■ **ASSIGNED TASK**: Repeat all entries below exactly as shown.

■ **SUPPLIED RECORDS**:
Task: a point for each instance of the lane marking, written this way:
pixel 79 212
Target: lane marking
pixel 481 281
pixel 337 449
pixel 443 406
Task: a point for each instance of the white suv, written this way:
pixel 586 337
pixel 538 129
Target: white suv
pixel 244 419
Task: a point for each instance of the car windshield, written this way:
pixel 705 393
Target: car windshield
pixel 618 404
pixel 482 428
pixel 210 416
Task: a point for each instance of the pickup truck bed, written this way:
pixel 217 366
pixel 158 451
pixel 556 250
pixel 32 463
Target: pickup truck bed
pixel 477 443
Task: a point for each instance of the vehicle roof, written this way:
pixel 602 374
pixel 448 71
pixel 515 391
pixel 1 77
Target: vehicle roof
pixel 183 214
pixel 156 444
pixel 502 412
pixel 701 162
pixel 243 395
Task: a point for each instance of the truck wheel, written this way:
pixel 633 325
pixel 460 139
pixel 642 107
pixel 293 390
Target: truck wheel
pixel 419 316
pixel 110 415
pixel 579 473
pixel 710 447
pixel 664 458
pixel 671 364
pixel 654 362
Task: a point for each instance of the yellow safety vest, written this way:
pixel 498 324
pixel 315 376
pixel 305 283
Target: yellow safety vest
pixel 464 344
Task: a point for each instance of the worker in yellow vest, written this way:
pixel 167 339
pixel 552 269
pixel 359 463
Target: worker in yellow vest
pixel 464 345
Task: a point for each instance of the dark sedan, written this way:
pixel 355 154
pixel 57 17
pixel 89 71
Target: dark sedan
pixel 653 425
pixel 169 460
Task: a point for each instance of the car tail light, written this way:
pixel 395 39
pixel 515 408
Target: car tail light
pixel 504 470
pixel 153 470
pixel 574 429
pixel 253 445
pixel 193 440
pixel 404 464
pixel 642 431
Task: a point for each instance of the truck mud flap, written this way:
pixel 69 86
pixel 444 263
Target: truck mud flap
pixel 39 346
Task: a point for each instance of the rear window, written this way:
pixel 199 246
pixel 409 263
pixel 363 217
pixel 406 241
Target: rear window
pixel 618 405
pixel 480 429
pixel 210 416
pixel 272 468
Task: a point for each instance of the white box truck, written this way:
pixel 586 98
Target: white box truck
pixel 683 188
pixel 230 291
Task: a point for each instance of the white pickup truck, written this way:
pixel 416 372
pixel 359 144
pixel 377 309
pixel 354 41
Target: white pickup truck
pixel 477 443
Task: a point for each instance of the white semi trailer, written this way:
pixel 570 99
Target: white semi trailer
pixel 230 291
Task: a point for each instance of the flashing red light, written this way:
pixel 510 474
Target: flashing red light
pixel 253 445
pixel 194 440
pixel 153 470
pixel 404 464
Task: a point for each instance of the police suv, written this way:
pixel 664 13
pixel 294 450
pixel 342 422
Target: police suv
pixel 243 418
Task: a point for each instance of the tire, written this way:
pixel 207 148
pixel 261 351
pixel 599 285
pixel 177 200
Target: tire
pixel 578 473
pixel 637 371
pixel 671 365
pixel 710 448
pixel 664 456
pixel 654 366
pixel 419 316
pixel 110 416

■ **PROBLEM SOLUTION**:
Task: a point for each instance of the lane marking, written this way:
pixel 79 212
Target: lane marking
pixel 481 281
pixel 337 449
pixel 443 406
Task: a point for each instance of the white suv, written this way:
pixel 586 337
pixel 538 129
Target: white suv
pixel 244 419
Task: a point for each instance of the car windshield, written this way:
pixel 705 393
Target: car windshield
pixel 618 404
pixel 482 428
pixel 210 416
Task: a point for each instance of the pickup truck bed, written this way:
pixel 217 366
pixel 158 451
pixel 556 250
pixel 32 463
Target: pickup truck bed
pixel 477 443
Task: a point for each instance of the vehicle roof, written this way:
pixel 602 374
pixel 448 71
pixel 515 391
pixel 1 77
Target: vehicle roof
pixel 183 214
pixel 156 444
pixel 502 412
pixel 701 162
pixel 243 395
Task: a point for each instance of the truck wheel, written this way:
pixel 633 325
pixel 460 139
pixel 642 107
pixel 293 390
Target: truck wheel
pixel 419 316
pixel 110 415
pixel 579 473
pixel 710 447
pixel 664 458
pixel 671 364
pixel 654 362
Task: a point for each instance of the yellow safety vest, written this way:
pixel 498 324
pixel 315 376
pixel 305 283
Target: yellow safety vest
pixel 464 344
Task: a point for each instance of the worker in yellow vest, written this way:
pixel 167 339
pixel 552 269
pixel 359 463
Target: worker in yellow vest
pixel 464 345
Task: a point for each instance of the dark sedan, written this way:
pixel 355 154
pixel 57 17
pixel 89 71
Target: dark sedan
pixel 653 425
pixel 169 460
Task: a point for each instance of the car tail light, written this way:
pixel 395 39
pixel 515 408
Target: car tail light
pixel 504 470
pixel 153 470
pixel 574 429
pixel 253 445
pixel 193 440
pixel 404 464
pixel 642 431
Task: a point for each instance of the truck mud flap, written this way:
pixel 69 86
pixel 444 263
Target: truck mud flap
pixel 39 346
Task: a point for each instance of the rear window, written this way:
pixel 199 246
pixel 409 263
pixel 363 217
pixel 406 241
Target: rear window
pixel 618 405
pixel 480 429
pixel 210 416
pixel 272 468
Task: a point for each instance of the white box truck, written this way:
pixel 586 98
Target: white box truck
pixel 683 188
pixel 230 291
Task: a point for each instance of the white pickup truck, written this way:
pixel 416 372
pixel 359 144
pixel 377 309
pixel 354 41
Target: white pickup truck
pixel 477 443
Task: a point for each instance of the white semi trailer, written this way:
pixel 570 99
Target: white semi trailer
pixel 230 291
Task: a point for each instance of the flashing red light, written this way:
pixel 510 474
Target: flashing red light
pixel 253 445
pixel 194 440
pixel 153 470
pixel 404 464
Task: a point for each instance of the police suv, written this way:
pixel 664 13
pixel 294 450
pixel 342 422
Target: police suv
pixel 243 418
Task: a point for each instance of the tire, written this way:
pixel 207 148
pixel 261 351
pixel 599 285
pixel 177 200
Target: tire
pixel 578 473
pixel 637 371
pixel 671 365
pixel 710 448
pixel 664 456
pixel 654 366
pixel 419 316
pixel 110 416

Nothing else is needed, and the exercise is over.